> _TASK SET_
**1)** Summarize the biography of Osiris Delgado in two sentences.
**2)** Extend the biography of Osiris Delgado, picking up after its final sentence.

--- Begin SOURCE ---

- Born: 1 April 1920 Humacao, Puerto Rico
- Died: 19 March 2017 (aged 96) San Juan, Puerto Rico
- Occupations: historian, painter

= Osiris Delgado =

American art historian

Osiris Delgado Mercado (1920-2017) was a Puerto Rican artist and art historian. He is primarily known for his contributions to the history of Puerto Rican art, but he also taught in the Department of Fine Arts at the University of Puerto Rico. Delgado's artworks are held at various museums across the island, such as the Museo de Arte de Ponce, the Museo de Arte de Puerto Rico, the Institute of Puerto Rican Culture, and the University of Puerto Rico Museum of History, Anthropology and Art.

--- End SOURCE ---
--- Begin RECORDS SHOWN ---

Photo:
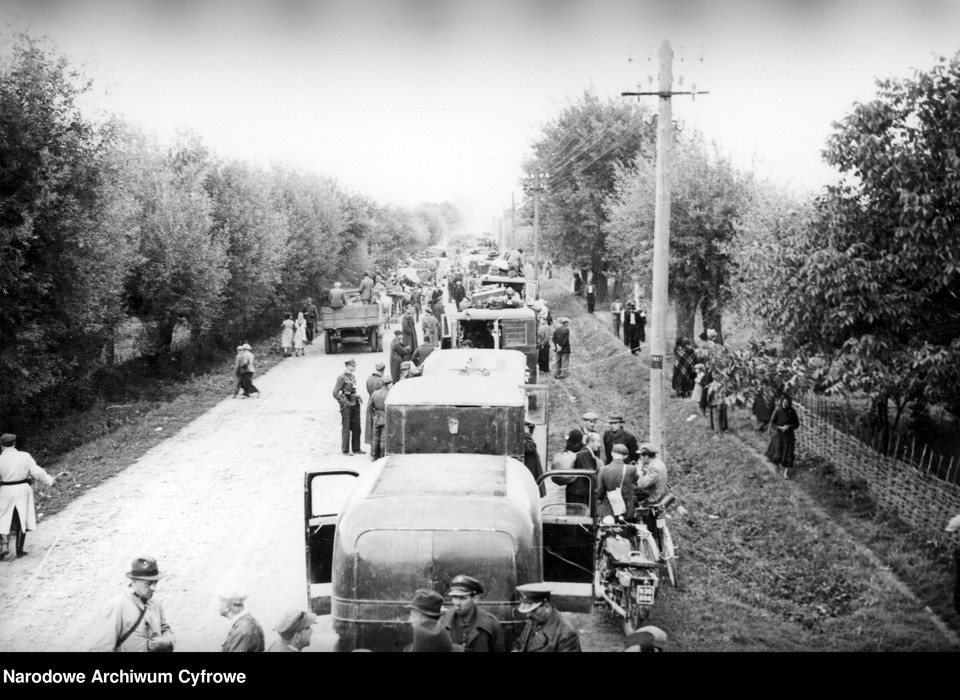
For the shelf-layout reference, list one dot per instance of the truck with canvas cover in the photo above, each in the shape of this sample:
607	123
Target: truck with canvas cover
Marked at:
416	521
354	324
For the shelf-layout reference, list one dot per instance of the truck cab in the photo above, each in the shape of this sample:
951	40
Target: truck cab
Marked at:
416	521
455	414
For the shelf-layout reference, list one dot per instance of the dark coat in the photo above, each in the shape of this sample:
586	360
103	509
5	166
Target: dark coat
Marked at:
579	490
554	635
398	354
622	438
784	422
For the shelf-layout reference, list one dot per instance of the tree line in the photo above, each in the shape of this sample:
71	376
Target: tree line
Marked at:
100	223
854	290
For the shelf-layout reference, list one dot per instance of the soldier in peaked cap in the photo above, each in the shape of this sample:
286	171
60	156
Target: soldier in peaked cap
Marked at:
135	621
295	629
17	508
474	628
545	630
245	633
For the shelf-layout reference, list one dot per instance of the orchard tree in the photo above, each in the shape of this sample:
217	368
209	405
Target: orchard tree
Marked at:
707	198
869	291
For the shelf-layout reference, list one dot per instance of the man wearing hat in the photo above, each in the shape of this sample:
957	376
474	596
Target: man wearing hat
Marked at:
374	382
398	354
245	633
17	510
135	621
428	634
561	346
295	629
652	485
616	434
474	628
590	420
648	638
621	477
545	629
345	392
378	409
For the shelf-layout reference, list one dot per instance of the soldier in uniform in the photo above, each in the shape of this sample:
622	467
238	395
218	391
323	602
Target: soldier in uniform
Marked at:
374	382
378	408
295	629
345	392
245	633
545	629
474	628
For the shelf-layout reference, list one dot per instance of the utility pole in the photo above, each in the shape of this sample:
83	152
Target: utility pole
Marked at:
513	219
661	243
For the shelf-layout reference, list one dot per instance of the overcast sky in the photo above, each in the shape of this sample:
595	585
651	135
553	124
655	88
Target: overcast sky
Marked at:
431	100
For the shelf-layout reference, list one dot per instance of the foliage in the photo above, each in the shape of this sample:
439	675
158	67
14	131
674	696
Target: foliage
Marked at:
869	283
63	243
707	198
580	152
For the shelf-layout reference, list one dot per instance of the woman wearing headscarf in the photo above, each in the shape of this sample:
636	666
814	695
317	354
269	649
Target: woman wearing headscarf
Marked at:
683	371
300	335
783	425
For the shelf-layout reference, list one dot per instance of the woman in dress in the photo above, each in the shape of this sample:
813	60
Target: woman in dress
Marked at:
300	335
783	425
286	336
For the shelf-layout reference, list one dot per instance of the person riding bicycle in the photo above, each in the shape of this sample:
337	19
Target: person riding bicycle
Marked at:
652	486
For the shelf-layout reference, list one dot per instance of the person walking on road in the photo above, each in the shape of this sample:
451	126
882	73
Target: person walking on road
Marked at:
245	368
345	392
135	621
246	634
379	410
561	346
374	382
288	328
468	625
295	629
17	509
300	335
398	354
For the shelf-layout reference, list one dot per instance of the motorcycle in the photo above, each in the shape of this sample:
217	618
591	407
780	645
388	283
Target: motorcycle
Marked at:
666	552
626	576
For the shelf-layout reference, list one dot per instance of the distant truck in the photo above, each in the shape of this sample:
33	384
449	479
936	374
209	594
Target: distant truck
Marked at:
354	324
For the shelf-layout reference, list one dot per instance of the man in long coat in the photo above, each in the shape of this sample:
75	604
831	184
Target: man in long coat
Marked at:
398	353
17	510
409	327
374	382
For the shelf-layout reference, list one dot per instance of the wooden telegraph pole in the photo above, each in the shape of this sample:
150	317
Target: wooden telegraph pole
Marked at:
661	243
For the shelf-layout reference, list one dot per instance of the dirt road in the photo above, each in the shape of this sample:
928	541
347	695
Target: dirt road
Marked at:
220	501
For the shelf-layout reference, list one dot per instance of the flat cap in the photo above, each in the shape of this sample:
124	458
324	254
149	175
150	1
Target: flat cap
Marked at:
465	585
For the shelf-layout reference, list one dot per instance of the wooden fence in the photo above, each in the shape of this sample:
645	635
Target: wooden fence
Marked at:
919	496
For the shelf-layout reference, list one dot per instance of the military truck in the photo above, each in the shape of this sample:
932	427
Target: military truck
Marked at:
354	324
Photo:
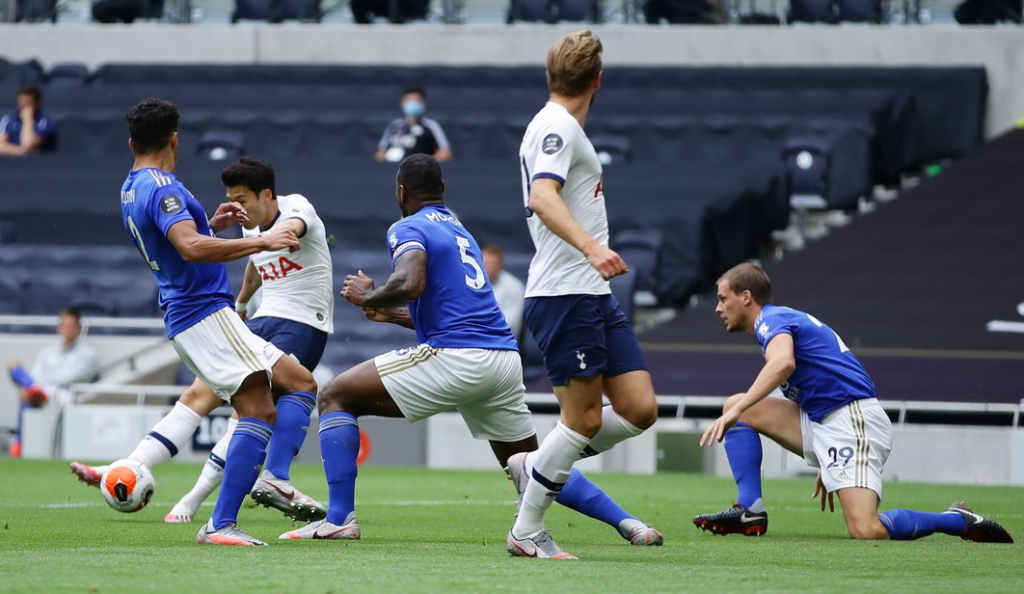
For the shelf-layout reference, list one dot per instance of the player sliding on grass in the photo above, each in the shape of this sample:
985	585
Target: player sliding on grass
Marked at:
832	417
467	359
296	315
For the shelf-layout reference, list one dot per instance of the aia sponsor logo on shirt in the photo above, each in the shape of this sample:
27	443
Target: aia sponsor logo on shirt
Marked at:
276	270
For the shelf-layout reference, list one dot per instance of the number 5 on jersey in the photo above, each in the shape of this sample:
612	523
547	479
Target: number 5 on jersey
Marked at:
478	280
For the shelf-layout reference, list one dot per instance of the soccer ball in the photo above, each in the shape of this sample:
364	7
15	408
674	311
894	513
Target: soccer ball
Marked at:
127	485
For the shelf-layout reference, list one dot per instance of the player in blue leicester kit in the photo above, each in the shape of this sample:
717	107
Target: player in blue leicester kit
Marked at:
170	229
829	416
296	314
466	358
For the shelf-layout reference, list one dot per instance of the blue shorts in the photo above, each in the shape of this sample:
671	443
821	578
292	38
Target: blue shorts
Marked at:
582	336
301	340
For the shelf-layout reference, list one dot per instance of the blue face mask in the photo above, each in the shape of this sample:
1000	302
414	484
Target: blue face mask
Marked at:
413	109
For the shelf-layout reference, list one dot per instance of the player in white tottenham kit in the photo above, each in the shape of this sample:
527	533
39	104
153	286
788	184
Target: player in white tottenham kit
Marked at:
296	315
589	346
174	239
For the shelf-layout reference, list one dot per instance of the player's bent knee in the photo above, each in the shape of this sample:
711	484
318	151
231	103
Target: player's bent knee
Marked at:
867	529
644	415
731	401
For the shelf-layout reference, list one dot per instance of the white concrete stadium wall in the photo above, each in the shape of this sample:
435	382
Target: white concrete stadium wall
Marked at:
27	346
1000	50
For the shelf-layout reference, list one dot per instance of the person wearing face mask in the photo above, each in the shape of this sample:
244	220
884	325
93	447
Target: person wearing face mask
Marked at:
413	133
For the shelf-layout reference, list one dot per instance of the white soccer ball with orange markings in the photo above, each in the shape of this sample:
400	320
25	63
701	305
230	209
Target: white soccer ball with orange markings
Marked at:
127	485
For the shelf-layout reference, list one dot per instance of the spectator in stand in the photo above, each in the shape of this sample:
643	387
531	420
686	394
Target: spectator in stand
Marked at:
29	129
55	369
509	290
413	133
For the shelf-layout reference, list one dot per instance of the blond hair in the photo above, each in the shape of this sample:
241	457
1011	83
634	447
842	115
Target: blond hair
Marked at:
748	277
573	62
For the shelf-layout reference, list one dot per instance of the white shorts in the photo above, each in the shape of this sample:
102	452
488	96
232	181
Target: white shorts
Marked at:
222	352
850	444
484	385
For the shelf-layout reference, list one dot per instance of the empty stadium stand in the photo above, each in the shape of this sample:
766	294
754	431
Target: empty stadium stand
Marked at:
911	288
706	166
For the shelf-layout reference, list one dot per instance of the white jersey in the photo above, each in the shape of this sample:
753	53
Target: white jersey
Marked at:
556	147
297	286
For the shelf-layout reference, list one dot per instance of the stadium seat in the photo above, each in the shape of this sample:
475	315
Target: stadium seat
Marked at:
221	144
612	149
624	288
808	160
10	292
530	11
36	10
577	10
641	249
859	10
276	10
68	74
305	10
532	358
8	231
253	9
812	10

--- End RECORDS SHOWN ---

> _RESPONSES TO THE TASKS_
**1)** Osiris Delgado Mercado (1920–2017) was a Puerto Rican artist and art historian, best known for his contributions to the history of Puerto Rican art, who also taught in the Department of Fine Arts at the University of Puerto Rico. His artworks are held at museums across the island, including the Museo de Arte de Ponce, the Museo de Arte de Puerto Rico, the Institute of Puerto Rican Culture, and the University of Puerto Rico Museum of History, Anthropology and Art.

**2)**
== Biography ==
Osiris Delgado was born in Humacao, Puerto Rico on April 1, 1920. He studied with José López de Victoria, Ramón Frade and Alejandro Sánchez Felipe at a young age. During the 1930s and 1940s he studied at the Royal Academy of Fine Arts in Florence, the Porta Romana Royal Institute of Fine Arts in Florence and art academies in Paris and Madrid. He obtained a bachelor's degree at the University of Puerto Rico and then completed a PhD in 1954 at the Complutense University of Madrid. After his studies, Delgado returned to the island and taught at the University of Puerto Rico while becoming involved in cultural institutions, such as the Institute of Puerto Rican Culture. He wrote several books on the history of art in Puerto Rico and frequently contributed essays to newspapers and magazines. His books on Francisco Oller, José Campeche and the plastic arts in Puerto Rico are some of his most important contributions.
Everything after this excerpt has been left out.